Begin DATA RECORDS
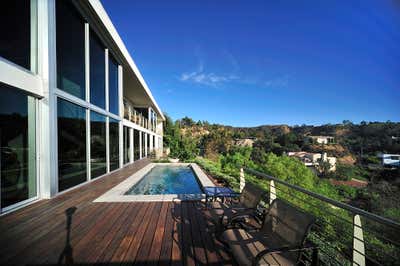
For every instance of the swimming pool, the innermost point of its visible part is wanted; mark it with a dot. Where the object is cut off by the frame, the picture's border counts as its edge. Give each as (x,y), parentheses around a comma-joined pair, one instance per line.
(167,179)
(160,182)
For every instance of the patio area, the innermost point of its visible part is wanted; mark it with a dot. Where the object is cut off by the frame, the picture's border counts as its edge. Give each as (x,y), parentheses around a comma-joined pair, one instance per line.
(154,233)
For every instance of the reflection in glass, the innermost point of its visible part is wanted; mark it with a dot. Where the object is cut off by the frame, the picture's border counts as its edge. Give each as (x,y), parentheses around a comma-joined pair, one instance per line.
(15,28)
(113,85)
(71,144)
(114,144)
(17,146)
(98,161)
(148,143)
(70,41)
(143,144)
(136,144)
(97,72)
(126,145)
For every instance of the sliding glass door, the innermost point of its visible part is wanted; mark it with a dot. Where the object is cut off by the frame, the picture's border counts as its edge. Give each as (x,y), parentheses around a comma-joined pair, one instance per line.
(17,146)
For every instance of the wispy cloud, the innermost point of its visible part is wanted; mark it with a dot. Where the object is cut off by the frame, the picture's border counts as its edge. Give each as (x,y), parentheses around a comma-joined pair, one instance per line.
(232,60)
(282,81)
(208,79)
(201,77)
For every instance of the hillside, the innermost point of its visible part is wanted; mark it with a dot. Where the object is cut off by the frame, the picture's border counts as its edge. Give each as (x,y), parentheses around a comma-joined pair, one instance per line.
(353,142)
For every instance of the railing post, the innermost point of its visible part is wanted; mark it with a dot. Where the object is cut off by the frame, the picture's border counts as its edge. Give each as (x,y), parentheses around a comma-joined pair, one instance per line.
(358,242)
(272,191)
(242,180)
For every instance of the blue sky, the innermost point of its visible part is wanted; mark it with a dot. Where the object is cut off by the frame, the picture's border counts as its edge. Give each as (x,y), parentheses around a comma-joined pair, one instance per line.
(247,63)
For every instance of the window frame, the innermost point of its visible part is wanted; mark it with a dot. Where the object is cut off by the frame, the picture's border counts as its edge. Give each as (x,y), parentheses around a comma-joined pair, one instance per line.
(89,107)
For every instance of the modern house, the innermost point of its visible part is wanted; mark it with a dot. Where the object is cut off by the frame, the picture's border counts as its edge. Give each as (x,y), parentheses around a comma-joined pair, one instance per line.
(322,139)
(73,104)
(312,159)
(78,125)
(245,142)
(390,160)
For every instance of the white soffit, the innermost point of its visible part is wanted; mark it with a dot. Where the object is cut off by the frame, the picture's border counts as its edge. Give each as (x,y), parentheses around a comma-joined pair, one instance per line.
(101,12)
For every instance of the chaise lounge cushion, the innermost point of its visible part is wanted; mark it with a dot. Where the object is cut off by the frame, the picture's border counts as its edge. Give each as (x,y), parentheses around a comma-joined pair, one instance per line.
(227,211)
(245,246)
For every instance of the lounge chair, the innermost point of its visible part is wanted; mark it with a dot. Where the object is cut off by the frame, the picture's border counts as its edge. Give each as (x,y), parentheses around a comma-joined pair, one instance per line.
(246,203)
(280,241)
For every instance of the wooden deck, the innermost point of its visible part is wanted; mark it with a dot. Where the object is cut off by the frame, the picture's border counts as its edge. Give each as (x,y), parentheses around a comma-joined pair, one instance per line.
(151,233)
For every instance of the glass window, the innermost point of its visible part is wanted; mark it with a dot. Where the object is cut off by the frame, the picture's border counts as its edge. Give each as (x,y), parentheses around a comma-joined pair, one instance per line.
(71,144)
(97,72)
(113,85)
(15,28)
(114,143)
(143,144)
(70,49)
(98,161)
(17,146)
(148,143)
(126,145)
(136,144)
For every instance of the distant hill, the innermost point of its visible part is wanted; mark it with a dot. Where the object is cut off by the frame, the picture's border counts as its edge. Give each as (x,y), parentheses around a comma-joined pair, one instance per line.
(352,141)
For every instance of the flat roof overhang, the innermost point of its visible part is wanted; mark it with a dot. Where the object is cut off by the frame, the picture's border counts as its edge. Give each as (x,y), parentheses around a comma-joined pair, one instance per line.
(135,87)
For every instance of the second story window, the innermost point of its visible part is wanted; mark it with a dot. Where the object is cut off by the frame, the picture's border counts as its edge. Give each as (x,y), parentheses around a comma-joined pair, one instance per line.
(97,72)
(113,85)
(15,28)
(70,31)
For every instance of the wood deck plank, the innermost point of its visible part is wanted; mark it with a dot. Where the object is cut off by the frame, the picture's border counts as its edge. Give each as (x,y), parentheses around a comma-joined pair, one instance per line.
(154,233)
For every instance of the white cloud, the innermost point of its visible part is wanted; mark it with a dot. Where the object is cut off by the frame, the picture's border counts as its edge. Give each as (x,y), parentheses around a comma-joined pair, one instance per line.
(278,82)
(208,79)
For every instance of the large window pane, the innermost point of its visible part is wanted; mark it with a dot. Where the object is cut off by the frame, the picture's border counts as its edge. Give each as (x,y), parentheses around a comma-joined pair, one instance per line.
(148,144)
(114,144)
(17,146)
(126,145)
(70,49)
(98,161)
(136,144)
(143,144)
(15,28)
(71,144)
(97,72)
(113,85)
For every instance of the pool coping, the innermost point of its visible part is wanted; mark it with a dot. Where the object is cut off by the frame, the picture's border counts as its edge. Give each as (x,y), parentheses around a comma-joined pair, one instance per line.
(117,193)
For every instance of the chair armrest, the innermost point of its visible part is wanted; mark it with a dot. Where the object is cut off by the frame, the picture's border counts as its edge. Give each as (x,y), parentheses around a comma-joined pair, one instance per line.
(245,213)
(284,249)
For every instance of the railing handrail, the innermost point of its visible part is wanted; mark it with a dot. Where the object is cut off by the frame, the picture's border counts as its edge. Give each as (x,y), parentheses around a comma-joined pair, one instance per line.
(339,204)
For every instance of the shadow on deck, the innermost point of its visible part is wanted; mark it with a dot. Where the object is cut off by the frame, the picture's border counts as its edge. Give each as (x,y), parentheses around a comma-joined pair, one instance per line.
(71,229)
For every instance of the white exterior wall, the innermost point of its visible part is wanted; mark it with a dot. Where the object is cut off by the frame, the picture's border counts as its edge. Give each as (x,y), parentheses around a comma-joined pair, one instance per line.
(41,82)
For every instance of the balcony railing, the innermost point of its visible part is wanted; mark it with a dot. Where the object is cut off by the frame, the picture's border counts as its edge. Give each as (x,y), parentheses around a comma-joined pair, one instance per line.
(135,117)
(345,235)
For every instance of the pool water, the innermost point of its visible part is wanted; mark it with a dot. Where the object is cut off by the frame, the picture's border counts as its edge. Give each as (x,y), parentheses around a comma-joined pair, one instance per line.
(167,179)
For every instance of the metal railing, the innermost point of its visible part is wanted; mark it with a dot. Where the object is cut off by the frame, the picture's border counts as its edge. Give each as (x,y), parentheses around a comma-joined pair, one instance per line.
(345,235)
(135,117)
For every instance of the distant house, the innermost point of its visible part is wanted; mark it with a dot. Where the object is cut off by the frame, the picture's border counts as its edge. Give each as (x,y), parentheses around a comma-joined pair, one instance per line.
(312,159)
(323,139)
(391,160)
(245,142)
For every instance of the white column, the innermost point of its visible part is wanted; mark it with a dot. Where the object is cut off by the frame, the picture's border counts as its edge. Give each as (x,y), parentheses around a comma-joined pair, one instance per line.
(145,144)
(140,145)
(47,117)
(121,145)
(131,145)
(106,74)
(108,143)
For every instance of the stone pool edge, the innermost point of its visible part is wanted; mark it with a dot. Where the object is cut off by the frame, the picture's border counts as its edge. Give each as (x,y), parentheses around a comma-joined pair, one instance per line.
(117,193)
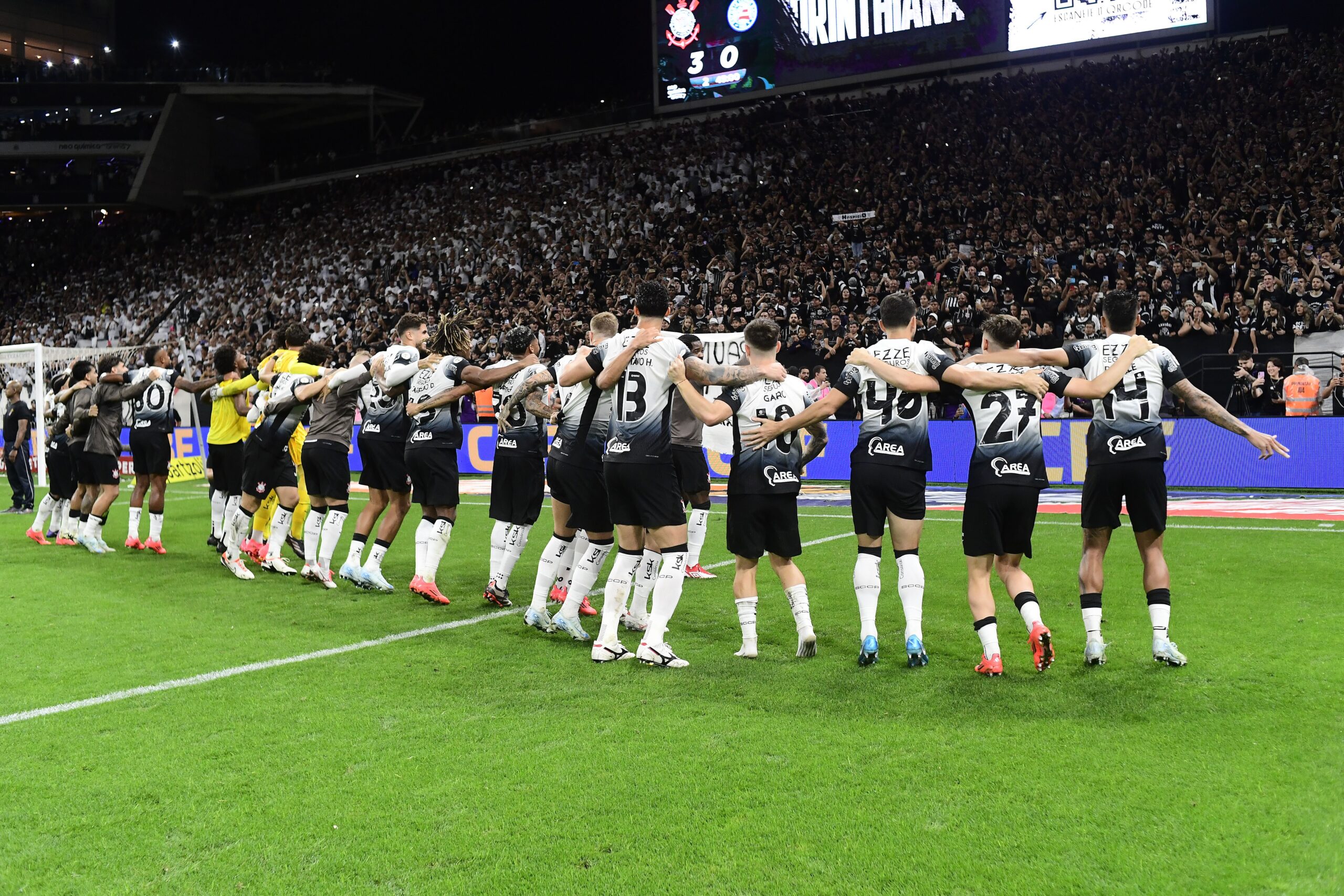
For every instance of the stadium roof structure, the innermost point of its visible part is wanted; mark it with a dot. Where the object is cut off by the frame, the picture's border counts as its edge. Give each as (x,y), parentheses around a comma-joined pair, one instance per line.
End DATA RECORDS
Please output exactly the lines from the line containing "For every instance of the metal" through the last line of the records above, both included, and leave out any pictures.

For every instance of the metal railing, the innermost point of its visible part is wanted; mark it with a dot. Where the object is cut off by the frame, the picture's border counts as its edge. Give each as (x,y), parentheses around a comma-joined pair, one instance per line.
(345,235)
(135,117)
For every instance of the distant house, the innermost point of its visible part is wanted; mark it with a dot. Where the object is cut off by the frame, the picture's border counts as its edge. Give each as (x,y), parentheses around a comma-joined pair, one instance per line.
(312,159)
(323,139)
(391,160)
(245,142)
For every instance of the white column, the innermost point of its visible part is wanted; mark it with a dot. Where the object is cut off by the frame, the picture's border counts as its edge. Give each as (x,y), parentheses around a comma-joined pair, one instance per line.
(145,144)
(140,145)
(47,117)
(121,145)
(131,145)
(106,74)
(108,143)
For every instance of the stone pool edge, the innermost point of its visible part is wanted; mark it with a dot. Where the object is cut off by the frame, the picture's border counts as its edge. Give each as (x,y), parentheses around a comma-joined pair, one instance per line.
(117,193)
For every instance of the stadium roof structure, the innermost point of its visible part is wanted; mark it with a dot. Where the object is cut off by the frame, the picture's border counts as its edge. Give each as (x,y), parentheses around a comma-joined pair, one instance per line.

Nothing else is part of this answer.